Data section:
◇ ◇ ◇ ◇

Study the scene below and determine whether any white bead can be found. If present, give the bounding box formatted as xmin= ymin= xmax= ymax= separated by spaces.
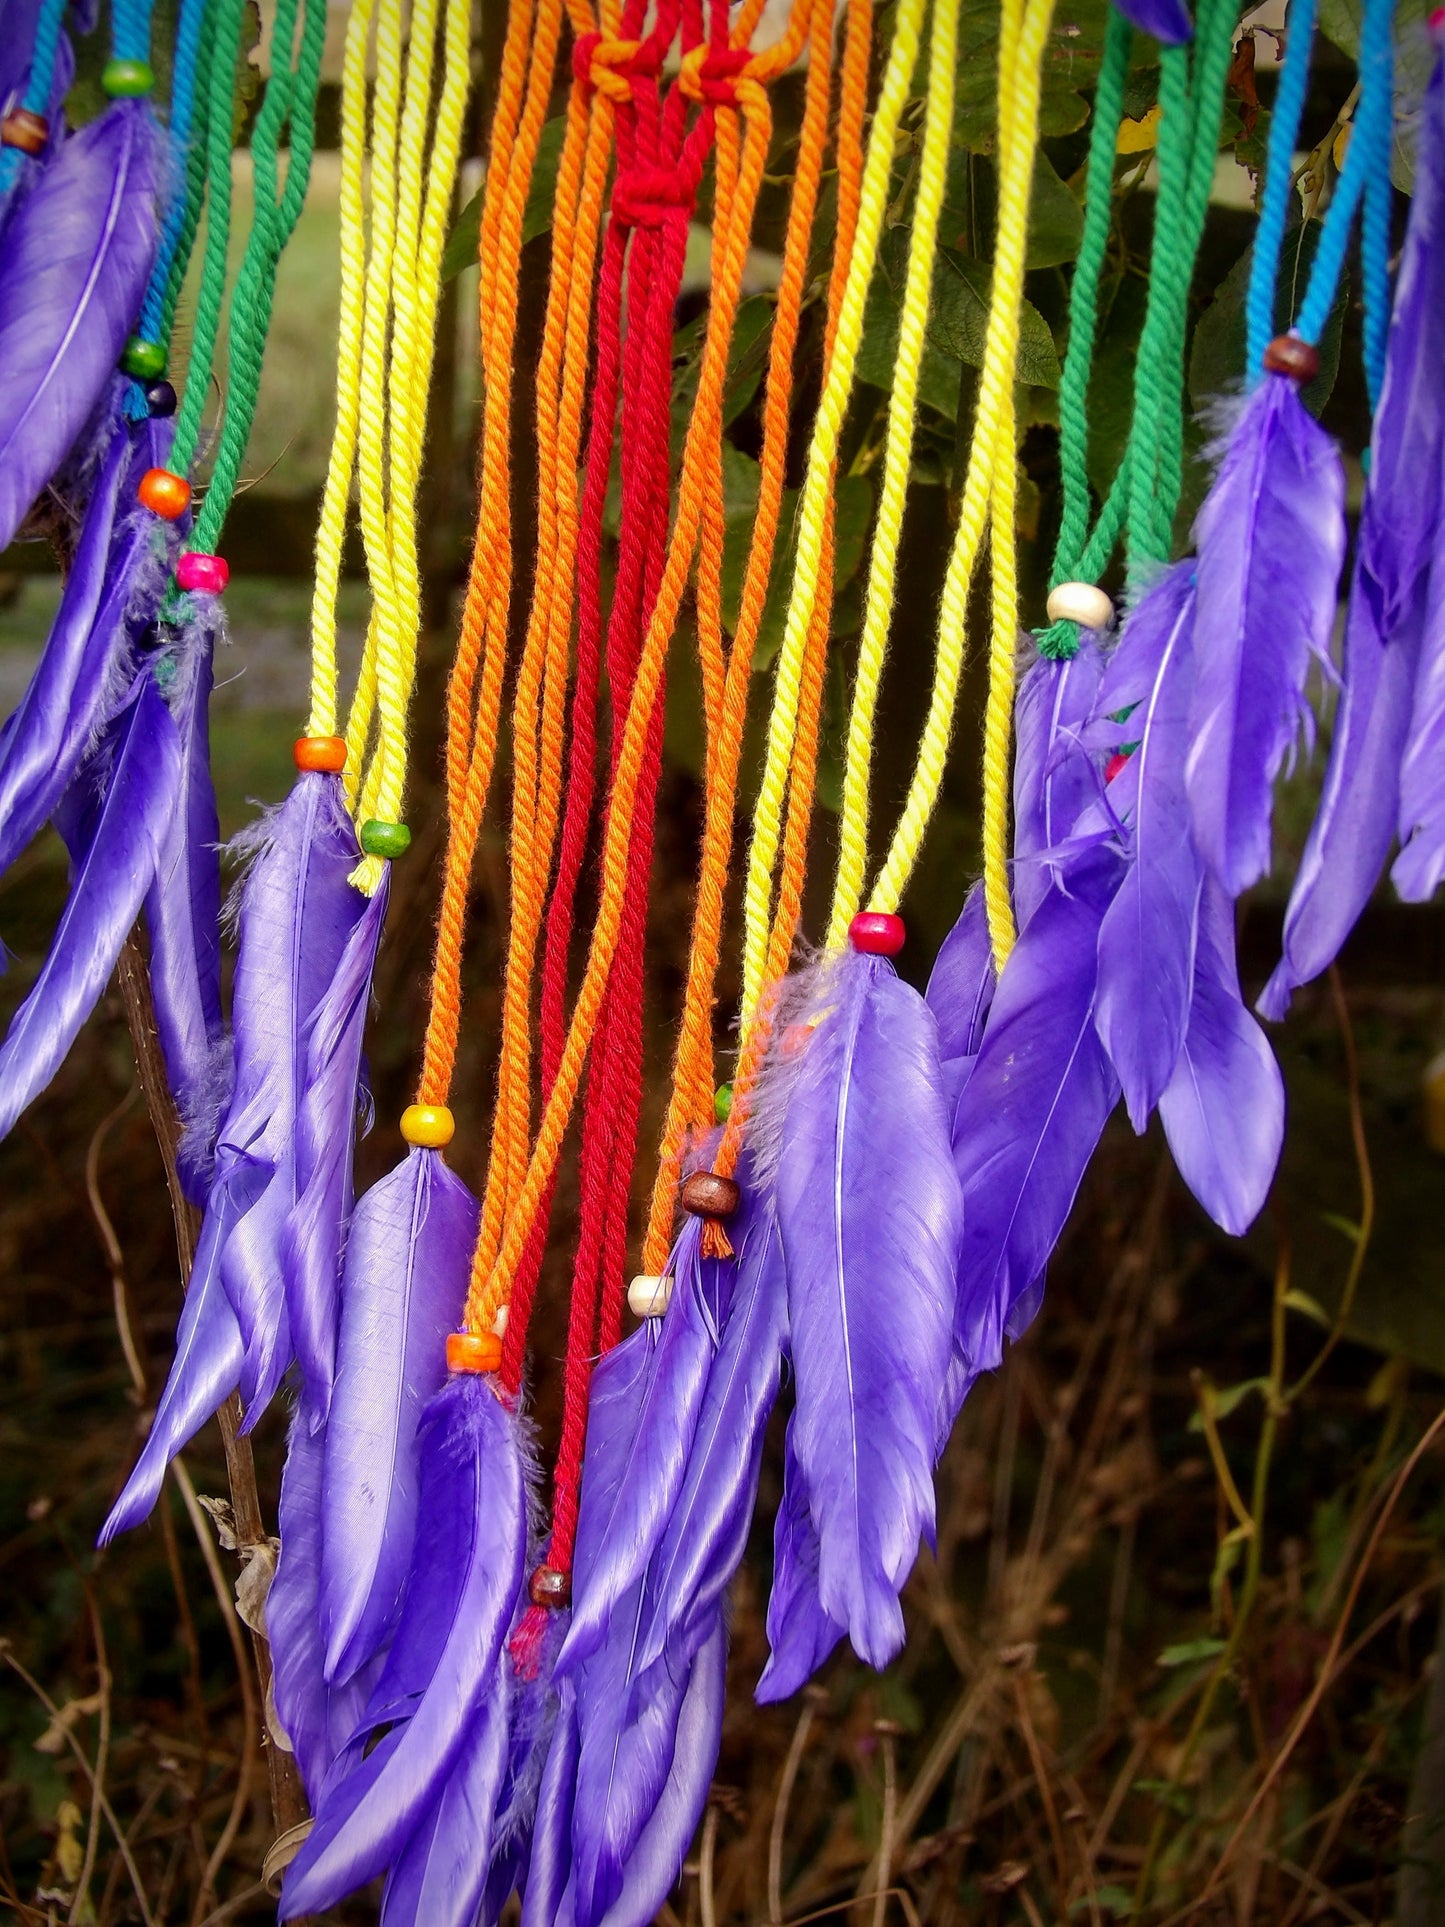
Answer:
xmin=491 ymin=1304 xmax=509 ymax=1339
xmin=628 ymin=1273 xmax=673 ymax=1318
xmin=1045 ymin=581 xmax=1114 ymax=632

◇ ◇ ◇ ◇

What to do: Exactly as written above, print every record, and keep the pictures out.

Task output:
Study the scene below and determine whether any white bead can be found. If present, give the bounding box formatted as xmin= ymin= xmax= ymax= separated by spaces.
Answer:
xmin=491 ymin=1304 xmax=509 ymax=1339
xmin=628 ymin=1273 xmax=673 ymax=1318
xmin=1045 ymin=581 xmax=1114 ymax=632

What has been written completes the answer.